**EXERCISE**
Output each record exactly. Leave none out.

**DATA FOR THIS EXERCISE**

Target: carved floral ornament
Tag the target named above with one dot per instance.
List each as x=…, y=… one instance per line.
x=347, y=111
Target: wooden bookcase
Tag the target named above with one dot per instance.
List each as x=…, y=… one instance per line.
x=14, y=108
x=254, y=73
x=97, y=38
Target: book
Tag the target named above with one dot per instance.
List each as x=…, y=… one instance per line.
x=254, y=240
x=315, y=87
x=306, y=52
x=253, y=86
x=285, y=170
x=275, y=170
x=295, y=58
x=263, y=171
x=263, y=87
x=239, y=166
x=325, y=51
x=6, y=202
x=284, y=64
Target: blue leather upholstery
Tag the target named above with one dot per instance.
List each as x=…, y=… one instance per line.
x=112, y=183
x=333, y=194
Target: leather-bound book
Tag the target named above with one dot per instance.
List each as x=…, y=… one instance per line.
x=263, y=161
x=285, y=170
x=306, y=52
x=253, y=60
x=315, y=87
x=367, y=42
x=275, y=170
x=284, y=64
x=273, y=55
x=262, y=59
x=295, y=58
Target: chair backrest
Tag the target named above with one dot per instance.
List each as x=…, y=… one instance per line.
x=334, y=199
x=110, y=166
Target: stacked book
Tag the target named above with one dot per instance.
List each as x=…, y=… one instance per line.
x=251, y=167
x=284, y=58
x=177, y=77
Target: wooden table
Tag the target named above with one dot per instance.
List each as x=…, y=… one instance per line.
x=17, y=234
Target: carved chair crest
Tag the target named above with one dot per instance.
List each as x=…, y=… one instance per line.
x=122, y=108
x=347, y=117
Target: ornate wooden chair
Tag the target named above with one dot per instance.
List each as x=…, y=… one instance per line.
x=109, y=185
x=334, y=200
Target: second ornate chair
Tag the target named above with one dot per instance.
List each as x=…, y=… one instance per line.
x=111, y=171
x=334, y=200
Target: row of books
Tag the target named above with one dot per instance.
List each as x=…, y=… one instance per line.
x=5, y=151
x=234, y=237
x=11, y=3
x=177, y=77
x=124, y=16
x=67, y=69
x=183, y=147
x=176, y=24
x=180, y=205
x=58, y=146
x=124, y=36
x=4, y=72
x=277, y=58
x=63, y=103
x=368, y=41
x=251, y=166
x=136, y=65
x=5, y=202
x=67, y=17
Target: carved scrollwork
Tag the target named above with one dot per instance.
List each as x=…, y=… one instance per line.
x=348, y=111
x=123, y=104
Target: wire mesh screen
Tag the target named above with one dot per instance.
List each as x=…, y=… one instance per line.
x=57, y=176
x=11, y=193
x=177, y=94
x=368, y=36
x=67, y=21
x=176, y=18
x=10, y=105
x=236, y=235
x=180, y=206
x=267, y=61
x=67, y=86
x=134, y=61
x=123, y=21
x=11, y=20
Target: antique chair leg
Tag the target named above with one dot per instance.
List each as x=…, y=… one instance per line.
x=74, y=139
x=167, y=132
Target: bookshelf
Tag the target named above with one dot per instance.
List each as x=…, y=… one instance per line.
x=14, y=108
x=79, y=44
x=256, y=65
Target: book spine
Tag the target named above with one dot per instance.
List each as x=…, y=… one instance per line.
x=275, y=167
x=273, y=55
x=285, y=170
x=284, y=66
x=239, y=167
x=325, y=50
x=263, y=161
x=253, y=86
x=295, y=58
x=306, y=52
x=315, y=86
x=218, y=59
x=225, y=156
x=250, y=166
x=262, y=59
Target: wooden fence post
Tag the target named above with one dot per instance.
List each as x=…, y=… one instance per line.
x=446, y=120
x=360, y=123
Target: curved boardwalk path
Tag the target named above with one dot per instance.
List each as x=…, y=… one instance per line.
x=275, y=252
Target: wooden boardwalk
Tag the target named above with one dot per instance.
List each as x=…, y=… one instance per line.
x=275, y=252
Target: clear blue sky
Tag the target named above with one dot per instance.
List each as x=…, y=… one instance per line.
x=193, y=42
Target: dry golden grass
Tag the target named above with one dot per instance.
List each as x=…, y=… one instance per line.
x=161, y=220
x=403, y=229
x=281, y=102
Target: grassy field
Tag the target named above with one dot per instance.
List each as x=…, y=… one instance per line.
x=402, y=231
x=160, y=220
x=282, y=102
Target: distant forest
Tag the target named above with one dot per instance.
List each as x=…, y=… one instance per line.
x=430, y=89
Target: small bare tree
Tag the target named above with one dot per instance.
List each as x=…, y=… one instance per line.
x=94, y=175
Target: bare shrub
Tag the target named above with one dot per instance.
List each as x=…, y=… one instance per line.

**TASK RESULT**
Target: carved floral ornament
Tag the target named above with one dot per instance.
List each as x=…, y=… one instance per line.
x=347, y=111
Target: wooden bookcase
Tag the target named above with one dot per instance.
List each as x=…, y=… one instance per line.
x=14, y=108
x=254, y=73
x=97, y=38
Target: book
Tag the target named above with one dot per instance.
List each as x=…, y=… one instance per line.
x=254, y=240
x=315, y=87
x=306, y=52
x=253, y=86
x=285, y=170
x=275, y=170
x=295, y=58
x=263, y=171
x=263, y=87
x=239, y=166
x=325, y=51
x=6, y=202
x=284, y=64
Target: blue leather upholstery
Tag the target named above with one dot per instance.
List each as x=…, y=… one instance per line.
x=112, y=183
x=333, y=194
Target: leather-bound book
Tag the target named above with one dot per instance.
List each as x=…, y=… one instance per line.
x=263, y=161
x=285, y=170
x=306, y=52
x=253, y=60
x=315, y=87
x=367, y=42
x=275, y=170
x=284, y=64
x=273, y=55
x=262, y=59
x=295, y=58
Target: chair backrest
Tag the target named above with one dot per instance.
List each as x=…, y=… one instance per line.
x=334, y=199
x=110, y=166
Target: stacked book
Tag the target named above with one dot per instance.
List each as x=…, y=… one instance per line.
x=251, y=167
x=284, y=58
x=177, y=77
Target: wooden table
Tag the target named above with one dot per instance.
List each as x=…, y=… one instance per line.
x=17, y=234
Target: carved chair crest
Tag the target named above with one dot per instance.
List each as x=…, y=… one instance per line.
x=122, y=108
x=347, y=117
Target: ornate wooden chair
Tag the target named above with one dot per instance.
List each as x=…, y=… one instance per line.
x=109, y=185
x=334, y=200
Target: second ornate chair
Tag the target named above with one dot per instance.
List each as x=…, y=… one instance per line.
x=111, y=171
x=334, y=200
Target: row of books
Tag the target named above with one dot per instance.
List each as x=…, y=… one instance per line.
x=5, y=151
x=234, y=237
x=11, y=3
x=177, y=77
x=124, y=16
x=67, y=69
x=183, y=147
x=176, y=24
x=180, y=205
x=58, y=146
x=124, y=36
x=4, y=72
x=277, y=58
x=63, y=103
x=368, y=41
x=251, y=166
x=136, y=65
x=5, y=202
x=67, y=17
Target: carved scrollwork
Tag the target named above with one dot per instance.
List each as x=…, y=… one instance per line.
x=348, y=111
x=123, y=104
Target: wire mesh screen
Tag the target named above with one dot per instance.
List each as x=…, y=… one instance per line.
x=57, y=176
x=11, y=193
x=177, y=94
x=368, y=36
x=67, y=21
x=176, y=18
x=10, y=105
x=236, y=235
x=180, y=206
x=267, y=61
x=67, y=86
x=134, y=61
x=123, y=21
x=11, y=20
Target: antique chair leg
Tag the target named above with one dot per instance.
List each as x=…, y=… one instance per line.
x=74, y=139
x=167, y=132
Target: bookshelf
Tag the target named above with one dot per instance.
List each as x=…, y=… one instance per line.
x=14, y=108
x=79, y=44
x=256, y=65
Target: book spine
Tag the target named above with one dot per instance.
List each as x=…, y=… one instance per line.
x=275, y=167
x=273, y=55
x=285, y=170
x=284, y=66
x=239, y=167
x=325, y=50
x=263, y=161
x=253, y=86
x=295, y=58
x=306, y=52
x=315, y=86
x=218, y=59
x=225, y=156
x=250, y=166
x=262, y=59
Target: wooden fence post
Tag the target named above with one dot per instance.
List each as x=…, y=… one instance per line.
x=446, y=120
x=360, y=123
Target: curved boardwalk path
Tag the target named above with one dot per instance.
List each as x=…, y=… one instance per line.
x=275, y=252
Target: wooden boardwalk
Tag the target named above with one dot per instance.
List each as x=…, y=… one instance per line.
x=275, y=252
Target: clear blue sky
Tag the target named above with one dot per instance.
List each as x=…, y=… one instance per line.
x=193, y=42
Target: dry golden grass
Tag the target named above with one dot per instance.
List each as x=…, y=… one instance per line.
x=161, y=220
x=403, y=229
x=281, y=102
Target: grassy field
Tag the target named above with one dot per instance.
List each as x=…, y=… one instance per line.
x=402, y=231
x=160, y=220
x=282, y=102
Target: distant forest
Tag the target named above with one dot per instance.
List each as x=…, y=… one instance per line.
x=430, y=89
Target: small bare tree
Tag the target named above with one dot per instance.
List each as x=…, y=… one instance per line.
x=94, y=175
Target: bare shrub
Tag the target named above with one dot per instance.
List each as x=…, y=… one instance per line.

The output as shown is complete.